__Data shown__

- - - - -

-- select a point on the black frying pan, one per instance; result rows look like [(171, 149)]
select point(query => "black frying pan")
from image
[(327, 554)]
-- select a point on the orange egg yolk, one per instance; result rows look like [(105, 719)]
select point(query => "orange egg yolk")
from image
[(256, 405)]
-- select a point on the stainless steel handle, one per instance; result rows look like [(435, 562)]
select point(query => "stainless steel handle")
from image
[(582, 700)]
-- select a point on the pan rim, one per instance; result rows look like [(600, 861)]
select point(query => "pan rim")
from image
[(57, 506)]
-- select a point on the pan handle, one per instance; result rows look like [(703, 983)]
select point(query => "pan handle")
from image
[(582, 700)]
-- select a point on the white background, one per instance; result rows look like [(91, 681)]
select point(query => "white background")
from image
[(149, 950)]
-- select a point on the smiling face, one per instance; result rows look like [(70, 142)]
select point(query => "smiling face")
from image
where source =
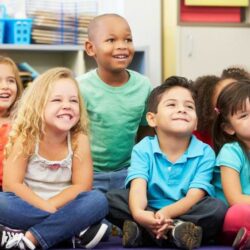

- - - - -

__Problem to solve__
When printing the entries, leave out the images and keep everything else exact.

__Solution to this problem__
-- select a point on the black frying pan, one per instance; result rows look like [(171, 149)]
select point(query => "black frying pan")
from image
[(327, 554)]
-- select a point on the orange egg yolk, one per instance; result rows look like [(105, 719)]
select point(query => "orange egg yolk")
from image
[(256, 405)]
-- select a point on the stainless steel handle, one per instance; result rows look like [(435, 562)]
select point(query => "stainless steel handle")
from image
[(582, 700)]
-- select a point on the pan rim, one per instance; result rows look like [(600, 861)]
select point(query => "pan rim")
from image
[(57, 506)]
-- select a point on the pan handle, one per instance; result rows look like [(703, 983)]
select point(query => "pan handle")
from image
[(582, 700)]
-- select a point on the white background, one per instance; result rows look like [(91, 681)]
select point(query => "white background")
from image
[(149, 950)]
-- select a point on the smiling face, one per instance; result rows look like [(70, 142)]
select point(query => "smiling face")
from image
where source =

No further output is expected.